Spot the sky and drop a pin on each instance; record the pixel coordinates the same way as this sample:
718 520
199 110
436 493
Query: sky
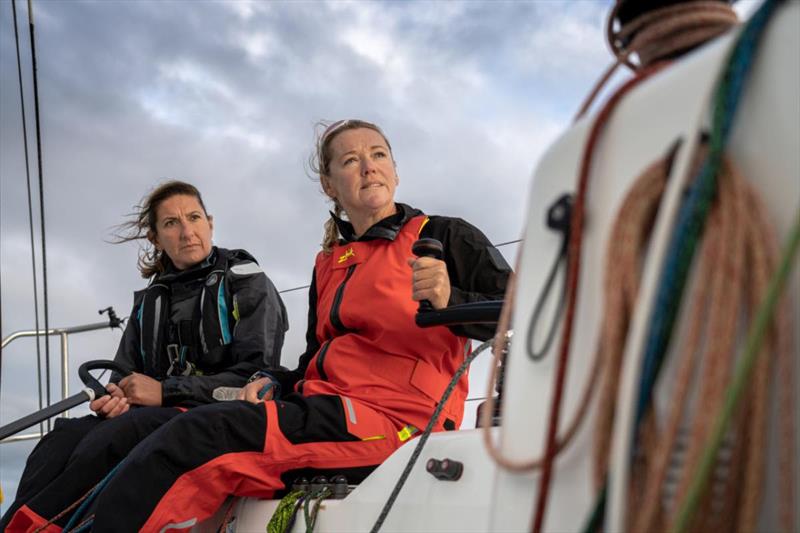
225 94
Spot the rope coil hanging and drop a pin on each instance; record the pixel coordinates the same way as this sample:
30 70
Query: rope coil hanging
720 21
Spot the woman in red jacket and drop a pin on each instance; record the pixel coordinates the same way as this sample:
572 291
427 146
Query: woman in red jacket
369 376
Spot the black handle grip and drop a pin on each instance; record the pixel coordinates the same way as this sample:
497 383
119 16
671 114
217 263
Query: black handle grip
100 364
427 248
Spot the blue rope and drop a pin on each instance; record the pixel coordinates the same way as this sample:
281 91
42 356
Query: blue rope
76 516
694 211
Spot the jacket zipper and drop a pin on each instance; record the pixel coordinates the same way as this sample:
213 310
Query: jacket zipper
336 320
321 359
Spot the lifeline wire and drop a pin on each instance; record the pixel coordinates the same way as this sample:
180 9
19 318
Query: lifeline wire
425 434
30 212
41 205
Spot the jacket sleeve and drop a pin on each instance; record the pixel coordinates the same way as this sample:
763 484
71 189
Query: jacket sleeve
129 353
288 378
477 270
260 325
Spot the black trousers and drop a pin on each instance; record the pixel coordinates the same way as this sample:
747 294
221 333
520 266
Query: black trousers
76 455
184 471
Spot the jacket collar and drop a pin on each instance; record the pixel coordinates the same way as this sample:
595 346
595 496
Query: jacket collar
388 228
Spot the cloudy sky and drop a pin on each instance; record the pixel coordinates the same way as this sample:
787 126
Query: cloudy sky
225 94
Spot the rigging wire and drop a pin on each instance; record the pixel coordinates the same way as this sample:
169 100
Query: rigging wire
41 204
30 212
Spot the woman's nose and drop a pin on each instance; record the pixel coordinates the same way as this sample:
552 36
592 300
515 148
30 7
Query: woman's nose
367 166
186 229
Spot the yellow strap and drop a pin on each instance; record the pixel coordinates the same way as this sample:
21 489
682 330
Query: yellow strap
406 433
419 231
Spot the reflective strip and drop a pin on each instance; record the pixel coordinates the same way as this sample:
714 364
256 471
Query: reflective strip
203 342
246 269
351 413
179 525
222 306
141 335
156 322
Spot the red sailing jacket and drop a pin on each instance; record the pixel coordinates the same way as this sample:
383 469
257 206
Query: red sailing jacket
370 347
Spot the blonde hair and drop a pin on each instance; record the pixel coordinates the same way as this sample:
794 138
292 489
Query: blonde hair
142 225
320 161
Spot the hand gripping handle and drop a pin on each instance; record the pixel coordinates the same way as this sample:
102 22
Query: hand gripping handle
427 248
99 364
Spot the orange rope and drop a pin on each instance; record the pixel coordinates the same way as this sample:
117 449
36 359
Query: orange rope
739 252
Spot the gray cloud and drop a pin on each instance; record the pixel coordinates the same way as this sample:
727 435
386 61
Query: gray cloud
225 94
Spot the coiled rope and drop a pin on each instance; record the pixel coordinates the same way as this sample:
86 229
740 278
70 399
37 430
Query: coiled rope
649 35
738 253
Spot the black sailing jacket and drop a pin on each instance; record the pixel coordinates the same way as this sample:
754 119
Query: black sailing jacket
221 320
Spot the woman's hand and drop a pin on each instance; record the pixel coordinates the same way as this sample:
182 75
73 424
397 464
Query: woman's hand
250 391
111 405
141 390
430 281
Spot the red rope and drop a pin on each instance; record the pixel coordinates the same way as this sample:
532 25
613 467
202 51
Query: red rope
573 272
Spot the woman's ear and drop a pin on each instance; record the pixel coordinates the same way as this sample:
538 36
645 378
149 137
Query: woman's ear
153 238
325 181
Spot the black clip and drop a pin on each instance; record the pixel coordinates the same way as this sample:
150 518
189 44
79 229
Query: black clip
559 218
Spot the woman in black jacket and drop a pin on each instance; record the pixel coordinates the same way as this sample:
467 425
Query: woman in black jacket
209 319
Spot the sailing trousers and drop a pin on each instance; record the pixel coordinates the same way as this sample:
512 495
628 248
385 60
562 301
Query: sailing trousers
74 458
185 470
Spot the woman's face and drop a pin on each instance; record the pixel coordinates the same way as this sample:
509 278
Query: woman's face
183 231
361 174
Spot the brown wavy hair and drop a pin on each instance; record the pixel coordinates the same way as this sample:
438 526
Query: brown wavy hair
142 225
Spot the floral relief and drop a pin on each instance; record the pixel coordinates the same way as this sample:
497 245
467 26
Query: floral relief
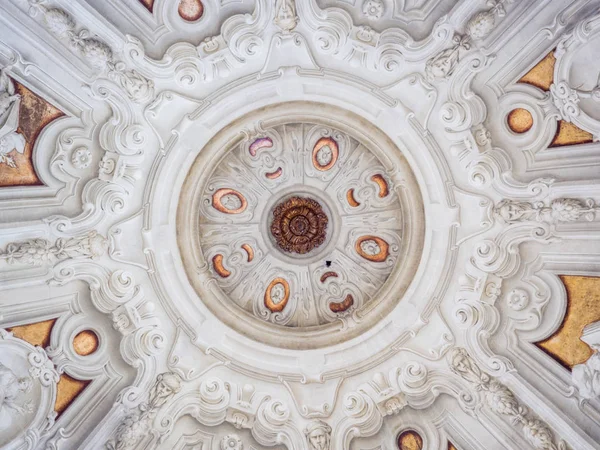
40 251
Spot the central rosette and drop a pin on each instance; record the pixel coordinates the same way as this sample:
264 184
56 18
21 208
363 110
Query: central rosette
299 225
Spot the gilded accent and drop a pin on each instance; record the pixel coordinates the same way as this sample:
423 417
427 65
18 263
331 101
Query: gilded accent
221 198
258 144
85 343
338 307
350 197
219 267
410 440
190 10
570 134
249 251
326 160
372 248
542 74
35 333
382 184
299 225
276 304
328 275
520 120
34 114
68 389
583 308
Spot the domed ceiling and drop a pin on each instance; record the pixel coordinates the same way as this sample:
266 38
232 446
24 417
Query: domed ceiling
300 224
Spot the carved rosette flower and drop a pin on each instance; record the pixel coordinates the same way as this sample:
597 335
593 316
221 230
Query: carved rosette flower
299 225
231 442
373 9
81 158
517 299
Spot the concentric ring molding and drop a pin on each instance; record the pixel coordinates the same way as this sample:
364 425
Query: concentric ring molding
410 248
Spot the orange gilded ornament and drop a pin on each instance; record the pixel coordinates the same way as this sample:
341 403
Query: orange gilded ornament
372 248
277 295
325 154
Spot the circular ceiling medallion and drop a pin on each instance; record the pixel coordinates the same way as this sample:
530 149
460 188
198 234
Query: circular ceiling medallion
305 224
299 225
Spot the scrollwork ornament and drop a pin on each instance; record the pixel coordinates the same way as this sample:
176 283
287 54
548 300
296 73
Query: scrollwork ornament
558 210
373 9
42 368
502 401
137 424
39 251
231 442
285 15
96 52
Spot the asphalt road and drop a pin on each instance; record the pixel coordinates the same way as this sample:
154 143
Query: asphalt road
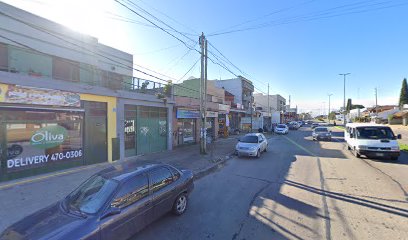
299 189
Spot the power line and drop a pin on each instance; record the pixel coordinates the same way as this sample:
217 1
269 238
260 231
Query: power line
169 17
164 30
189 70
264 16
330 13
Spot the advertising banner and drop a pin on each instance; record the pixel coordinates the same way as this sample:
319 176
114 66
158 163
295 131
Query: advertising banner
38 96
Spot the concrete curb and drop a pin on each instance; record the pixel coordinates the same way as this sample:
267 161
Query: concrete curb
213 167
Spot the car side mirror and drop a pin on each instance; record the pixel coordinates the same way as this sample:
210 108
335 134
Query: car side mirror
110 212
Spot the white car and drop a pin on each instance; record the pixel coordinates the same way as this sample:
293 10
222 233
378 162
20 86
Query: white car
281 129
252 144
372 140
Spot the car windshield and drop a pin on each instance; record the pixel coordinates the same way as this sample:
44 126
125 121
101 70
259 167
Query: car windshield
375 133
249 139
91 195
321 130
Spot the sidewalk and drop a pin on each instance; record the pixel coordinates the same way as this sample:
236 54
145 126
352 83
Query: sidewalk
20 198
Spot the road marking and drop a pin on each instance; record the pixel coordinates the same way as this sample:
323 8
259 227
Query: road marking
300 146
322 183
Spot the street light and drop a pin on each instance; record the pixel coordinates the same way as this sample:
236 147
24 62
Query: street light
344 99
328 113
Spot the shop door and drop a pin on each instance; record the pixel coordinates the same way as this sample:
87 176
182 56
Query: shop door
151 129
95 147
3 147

####

### What the task requires
Minus its pictures, the full listing should be copied verbatim.

### Written response
Spot the sky and drop a pin on each instance; record the pixel coordinates the same way as this sample:
718 520
199 110
436 493
Query: sky
225 94
Spot the rope coil hanging and drop a pin on each instance; record the pixel coordinates the same way as this sample:
30 70
Query: rope coil hanging
720 21
Spot the woman in red jacket and drop a pin on each instance; record the pixel coordinates the same way as this sample:
572 291
427 146
Query: woman in red jacket
369 376
Spot the black handle grip and drop a pin on each instance; record the pixel coordinates the same way as this sample:
497 383
119 16
671 114
217 263
Query: black handle grip
100 364
427 248
Spot the blue rope and drop a pin on each instance; record the pixel coordinates the same way as this sample:
281 91
42 356
Query: blue rope
76 516
694 211
Spot the jacket zipper and drop a pin on each instance; record the pixel coordinates the same way as this sample:
213 310
Query: jacket zipper
336 320
321 359
Spot the lifeline wire and drop a pin on each instance; record the pixel coordinates the same way as this sample:
180 9
19 318
Query: lifeline wire
425 434
30 212
41 205
Spot the jacket sleeve and drop a pin on each instance; record the pixel coordinates the same way as this sample:
763 484
71 189
Query: jacket sleeve
129 353
288 378
477 270
260 325
Spot the black trousers and drop a pin on each instance; record the pixel coordinates the same way as this sample:
747 294
221 333
520 266
Query: black trousers
76 455
184 471
Spot the jacket collar and drop a pin on each instance; record the pixel coordinates the same way as this sample:
595 346
595 496
Query: jacket collar
388 228
Spot the cloudy sky and drop a pin on each instance; record the pixel coordinates the same way as this sample:
787 126
Query: cloudy sky
225 94
Spot the rigging wire and drop a pin on each instance; record the pixel coordinates the same way as this sample:
169 100
Query: rigging wire
41 204
30 212
Spot the woman's nose and drop a pin on each instance; record the pixel coordinates the same way as this sample:
552 36
592 300
515 148
30 7
Query: woman's nose
367 166
186 229
Spot the yellow strap and drop a pin on each instance; record the pixel coordinates the same way as this sample:
21 489
682 330
Query: yellow strap
406 433
419 231
Spot the reflective strip and drop a pin on each instance; record the pixel coordinates the same way as this sample:
714 364
256 471
Query: reflective strip
203 342
246 269
351 413
179 525
222 306
141 335
156 322
Spot the red sailing jacket and drop a pin on each instance; record the pixel coordinates the same way as this sample:
383 469
257 206
Query: red sailing jacket
370 347
Spot the blonde hair and drop a pin on each instance; record the pixel coordinates the same way as this sample:
794 138
292 489
Query: blonde hair
142 225
320 161
Spot the hand gripping handle and drop a pin on each instance; record the pixel coordinates the same way as this sample:
102 22
Query: hand gripping handle
427 248
99 364
Spot the orange rope and drop a pin on each instance; record the pixel coordinates the same way as this sample:
117 449
36 359
Query: orange rope
739 252
Spot the gray cloud and drop a pin on each instance; record the pixel coordinates the same way as this sample:
727 435
386 61
Query: gray cloud
225 94
Spot the coiled rope and drop a pin on each instance; record the pixel coordinates the same way as this sample:
86 229
740 278
70 399
37 430
Query: coiled rope
649 35
738 253
Spot the black sailing jacket and drop a pin on each instance; record the pixel coordinates the same way as this sample:
754 119
Query: black sailing jacket
221 320
Spot the woman's hand and drop a pin on each instance; record the pixel coordinates the same way as this sample:
182 75
73 424
397 464
Query: woman's hand
250 391
111 405
141 390
430 281
Spot the red rope and drop a pin on each instance; record the pixel coordinates the same way as this sample:
532 25
613 467
202 51
Query: red rope
573 272
Spot the woman's ear and drop a pin on each instance; record the pixel coordinates the same way as this sample:
538 36
645 378
149 137
Query: woman's ear
153 238
325 181
Spot the black clip and drop a pin on each instance; record the pixel coordinates the same way as this sample:
150 518
189 44
79 229
Query: black clip
559 218
Spot the woman in black jacket and drop a pin on each instance; record the pixel coordinates the same way as this sample:
467 425
Query: woman in black jacket
209 319
Spot the sailing trousers and drop a pin on each instance; record the pixel coordinates the same way as this sample:
512 495
628 248
385 60
562 301
Query: sailing trousers
74 458
185 470
Spot the woman's face and drop a pin on each instance; record the pixel coordinates the same way as this sample:
509 278
Query: woman's face
183 231
361 174
Spot the brown wavy hair and drop a pin on each instance; record the pixel coordinates the same way as this sample:
438 526
Query: brown wavy hair
142 225
Spot the floral relief and drop a pin on each instance; record the pixel coordinates the same way as this sample:
497 245
467 26
Query: floral relief
40 251
Spot the central rosette and drop a pin on each instance; record the pixel coordinates the same way as this sample:
264 184
56 18
21 208
363 110
Query: central rosette
299 225
Spot the gilded accent and drop a pin on each instance; record the pixel coordinates the same way as this sample:
423 417
427 65
18 263
331 101
Query: gilded accent
221 198
258 144
85 343
338 307
350 197
219 267
410 440
190 10
570 134
249 251
326 160
372 248
542 74
35 333
382 184
299 225
276 304
328 275
520 120
34 114
68 389
583 308
Spot the domed ceiling and drop a pin on each instance; record the pixel coordinates the same way as this sample:
266 38
232 446
24 417
Query: domed ceiling
300 224
Spot the carved rosette flower and drop a pin on each instance; record the pixel coordinates the same way as this sample:
597 335
593 316
221 230
Query: carved rosette flower
299 225
231 442
373 9
81 158
517 299
Spot the concentric ring molding and drop a pin on each instance; record the pixel coordinates the same way as this sample:
364 425
Query: concentric ring molding
410 248
Spot the orange gilded ornament and drop a pin on each instance; record the pixel coordinates the same way as this sample:
341 403
Query: orange gilded ornament
372 248
277 295
325 154
Spot the circular ceiling medallion and drop a pin on each instance; record the pixel coordinates the same way as this sample:
530 149
460 188
198 234
Query: circular ceiling medallion
305 224
299 225
Spot the scrollwork ornament and drop a pin on each instance; record the pixel coordinates the same way as this sample:
176 283
287 54
548 300
296 73
Query: scrollwork ornament
558 210
373 9
42 368
502 401
137 424
39 251
231 442
285 15
96 52
Spot the asphalt road and drop a pin on each instance; record the pixel coordinates the same way as this sample:
154 143
Query: asphalt road
299 189
Spot the power line and drop a pin on each instance; record the pixel coordinates the same way as this sample:
217 1
269 238
260 231
Query: power line
169 17
164 30
189 70
264 16
330 13
Spot the advertising banner and drop a pin on each instance; record the pixel coordinates the same way as this sample:
319 176
114 66
158 163
295 131
Query: advertising banner
38 96
Spot the concrete curb and drop a pin on each instance; record the pixel coordinates the same way as this sample:
267 161
Query: concrete curb
213 167
Spot the car side mirror and drop a pin on each instance; record the pixel coordinates the same way as this sample:
210 108
335 134
Query: car side mirror
110 212
Spot the white car and drop a pin on each instance; record the pixel coordinates the same way as this sample:
293 10
222 233
378 162
20 86
Query: white car
281 129
252 144
372 140
Spot the car windshield and drop a pin on each instance; record the pixel coordinates the same way as this sample:
44 126
125 121
101 70
259 167
Query: car windshield
375 133
249 139
91 195
321 130
Spot the sidewalk and drop a pin on each instance; record the pixel coordinates the same way as this sample:
236 54
145 126
352 83
Query: sidewalk
20 198
Spot the road marking and drop a pin on each instance; record the pixel coordinates the same way as this sample:
323 8
259 227
Query: road marking
300 146
322 183
Spot the street light and drop a pin on each instance; record the pixel coordinates the same way as this sample:
236 147
24 62
Query: street light
344 99
328 113
Spot the shop door and drop a pin on each instance; record the pixel coordinates the same way as this sample:
87 176
182 56
Query: shop door
151 129
95 147
3 147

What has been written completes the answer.